### Treść polecenia
Należy ponownie przepisać w całości wiersze danych, zaczynając od wiersza zawierającego „Practice. Point at the brown suede” i kończąc na wierszu zawierającym „<point>212,183</point>”, włącznie z nim. Każdą współrzędną punktów w odpowiedziach proszę zwiększyć o 103, a pozostały tekst zachować bez zmian.

..........

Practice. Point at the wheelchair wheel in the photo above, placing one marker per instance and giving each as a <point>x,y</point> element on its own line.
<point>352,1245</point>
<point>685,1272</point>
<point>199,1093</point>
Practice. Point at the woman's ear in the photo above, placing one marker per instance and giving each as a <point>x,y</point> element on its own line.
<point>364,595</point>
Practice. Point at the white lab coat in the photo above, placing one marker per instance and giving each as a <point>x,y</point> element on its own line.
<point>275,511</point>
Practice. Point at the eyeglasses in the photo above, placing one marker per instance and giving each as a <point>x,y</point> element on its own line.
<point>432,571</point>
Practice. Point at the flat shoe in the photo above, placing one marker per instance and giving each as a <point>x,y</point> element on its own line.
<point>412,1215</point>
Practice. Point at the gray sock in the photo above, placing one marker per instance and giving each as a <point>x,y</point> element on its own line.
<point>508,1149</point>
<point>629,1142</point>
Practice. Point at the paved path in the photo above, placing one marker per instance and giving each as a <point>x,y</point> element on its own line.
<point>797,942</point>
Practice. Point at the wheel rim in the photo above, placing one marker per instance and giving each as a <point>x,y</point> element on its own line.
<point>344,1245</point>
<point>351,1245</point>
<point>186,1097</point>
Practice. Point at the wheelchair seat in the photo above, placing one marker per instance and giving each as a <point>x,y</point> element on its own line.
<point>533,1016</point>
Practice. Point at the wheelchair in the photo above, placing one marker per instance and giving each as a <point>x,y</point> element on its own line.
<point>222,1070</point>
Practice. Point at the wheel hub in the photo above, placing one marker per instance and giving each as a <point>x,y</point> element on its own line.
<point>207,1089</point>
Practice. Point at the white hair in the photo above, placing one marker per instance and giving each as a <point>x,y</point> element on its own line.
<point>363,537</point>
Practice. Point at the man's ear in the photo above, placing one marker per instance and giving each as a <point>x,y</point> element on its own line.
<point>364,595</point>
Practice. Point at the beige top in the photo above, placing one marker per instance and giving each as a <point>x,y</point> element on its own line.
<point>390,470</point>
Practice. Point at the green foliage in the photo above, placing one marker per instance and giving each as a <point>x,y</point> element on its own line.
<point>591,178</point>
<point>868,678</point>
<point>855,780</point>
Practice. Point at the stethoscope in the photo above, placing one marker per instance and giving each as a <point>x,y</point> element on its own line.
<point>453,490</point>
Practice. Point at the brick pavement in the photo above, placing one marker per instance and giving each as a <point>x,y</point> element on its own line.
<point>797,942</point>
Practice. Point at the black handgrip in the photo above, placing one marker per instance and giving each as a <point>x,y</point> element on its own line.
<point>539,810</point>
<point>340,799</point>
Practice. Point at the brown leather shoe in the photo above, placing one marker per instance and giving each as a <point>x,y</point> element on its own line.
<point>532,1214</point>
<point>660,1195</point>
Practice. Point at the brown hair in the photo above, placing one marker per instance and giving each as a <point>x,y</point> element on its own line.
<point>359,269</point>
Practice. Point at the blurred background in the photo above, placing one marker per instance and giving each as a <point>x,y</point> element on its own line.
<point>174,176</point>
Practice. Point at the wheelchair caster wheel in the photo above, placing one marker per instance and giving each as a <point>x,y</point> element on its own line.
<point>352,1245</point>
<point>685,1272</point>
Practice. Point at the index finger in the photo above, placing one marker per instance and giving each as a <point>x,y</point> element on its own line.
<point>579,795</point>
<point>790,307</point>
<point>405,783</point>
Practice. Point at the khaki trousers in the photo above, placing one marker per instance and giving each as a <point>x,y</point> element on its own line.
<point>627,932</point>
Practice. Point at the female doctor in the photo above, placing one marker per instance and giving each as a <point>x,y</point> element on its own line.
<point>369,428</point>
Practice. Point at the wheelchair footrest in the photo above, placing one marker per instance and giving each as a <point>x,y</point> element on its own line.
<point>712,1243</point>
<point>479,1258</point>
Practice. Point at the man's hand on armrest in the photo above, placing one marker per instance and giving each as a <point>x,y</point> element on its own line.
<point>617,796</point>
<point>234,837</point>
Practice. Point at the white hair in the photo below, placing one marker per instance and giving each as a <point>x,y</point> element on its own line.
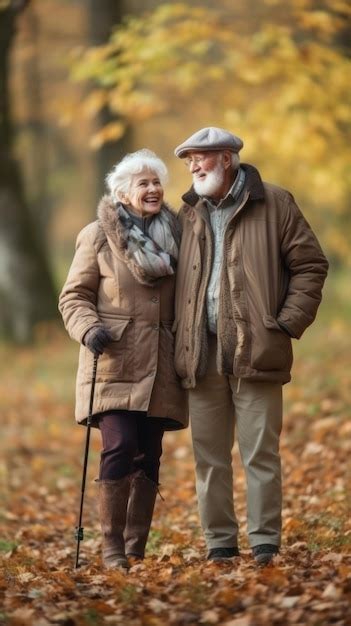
<point>119,179</point>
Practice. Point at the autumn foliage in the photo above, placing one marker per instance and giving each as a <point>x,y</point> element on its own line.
<point>278,77</point>
<point>40,471</point>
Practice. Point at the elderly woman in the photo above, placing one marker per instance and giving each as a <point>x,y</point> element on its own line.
<point>117,302</point>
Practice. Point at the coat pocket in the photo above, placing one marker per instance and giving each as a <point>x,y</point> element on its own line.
<point>271,346</point>
<point>116,362</point>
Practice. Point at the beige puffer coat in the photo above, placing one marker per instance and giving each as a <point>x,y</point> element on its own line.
<point>270,285</point>
<point>136,371</point>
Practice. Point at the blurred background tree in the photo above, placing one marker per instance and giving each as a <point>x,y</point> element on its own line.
<point>26,288</point>
<point>92,80</point>
<point>277,76</point>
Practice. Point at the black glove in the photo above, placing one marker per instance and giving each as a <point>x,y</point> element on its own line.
<point>96,339</point>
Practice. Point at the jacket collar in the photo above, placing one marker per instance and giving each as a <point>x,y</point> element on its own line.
<point>253,185</point>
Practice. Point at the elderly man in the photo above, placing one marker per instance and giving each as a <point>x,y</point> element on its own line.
<point>250,277</point>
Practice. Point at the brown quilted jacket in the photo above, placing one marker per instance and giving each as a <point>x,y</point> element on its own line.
<point>270,285</point>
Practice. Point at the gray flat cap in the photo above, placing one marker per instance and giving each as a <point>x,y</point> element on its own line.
<point>210,138</point>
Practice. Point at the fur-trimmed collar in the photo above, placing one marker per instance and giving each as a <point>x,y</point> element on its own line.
<point>109,220</point>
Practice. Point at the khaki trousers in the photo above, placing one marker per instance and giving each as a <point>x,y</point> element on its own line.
<point>218,405</point>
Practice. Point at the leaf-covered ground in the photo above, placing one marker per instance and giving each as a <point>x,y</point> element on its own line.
<point>40,471</point>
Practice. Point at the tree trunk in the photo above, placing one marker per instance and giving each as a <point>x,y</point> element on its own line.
<point>103,16</point>
<point>26,288</point>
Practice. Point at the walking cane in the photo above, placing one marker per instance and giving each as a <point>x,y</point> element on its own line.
<point>79,532</point>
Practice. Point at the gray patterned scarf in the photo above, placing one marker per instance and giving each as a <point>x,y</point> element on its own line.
<point>156,251</point>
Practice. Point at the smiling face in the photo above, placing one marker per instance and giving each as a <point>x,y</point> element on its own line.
<point>145,193</point>
<point>211,171</point>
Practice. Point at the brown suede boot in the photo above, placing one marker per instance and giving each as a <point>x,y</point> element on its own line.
<point>141,504</point>
<point>113,501</point>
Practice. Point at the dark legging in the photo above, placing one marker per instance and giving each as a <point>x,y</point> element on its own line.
<point>131,441</point>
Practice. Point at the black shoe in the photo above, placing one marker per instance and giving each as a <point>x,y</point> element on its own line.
<point>222,554</point>
<point>264,553</point>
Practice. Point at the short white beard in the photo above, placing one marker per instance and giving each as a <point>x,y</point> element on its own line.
<point>212,183</point>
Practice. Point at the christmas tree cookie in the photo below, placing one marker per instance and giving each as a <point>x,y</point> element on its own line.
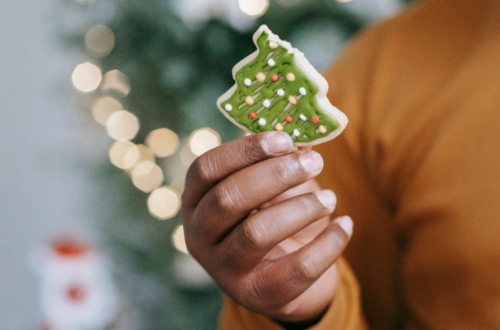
<point>277,89</point>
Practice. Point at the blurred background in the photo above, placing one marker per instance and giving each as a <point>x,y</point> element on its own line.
<point>105,103</point>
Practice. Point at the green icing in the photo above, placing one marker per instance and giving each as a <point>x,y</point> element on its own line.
<point>280,106</point>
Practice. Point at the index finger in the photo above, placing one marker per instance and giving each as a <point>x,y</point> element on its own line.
<point>217,164</point>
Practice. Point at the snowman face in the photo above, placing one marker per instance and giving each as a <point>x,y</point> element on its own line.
<point>77,292</point>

..........

### Wynik
Practice. Point at the brown suede boot in the photo above, placing one marker per instance and giving each as a <point>x,y</point> element on its own line.
<point>244,607</point>
<point>216,604</point>
Practice. Point at the dark legging in the photo above, placing one marker per instance and giving each as a <point>x,y</point> element on its own line.
<point>234,544</point>
Practice. Point at the black shoe in the photo above, placing one marker per instance and giving each as a <point>x,y</point> element on its own line.
<point>325,657</point>
<point>367,656</point>
Practice. Point at the short white beard in the photo above, placing one marker per instance and giving each as a <point>x,y</point> element on its own line.
<point>315,286</point>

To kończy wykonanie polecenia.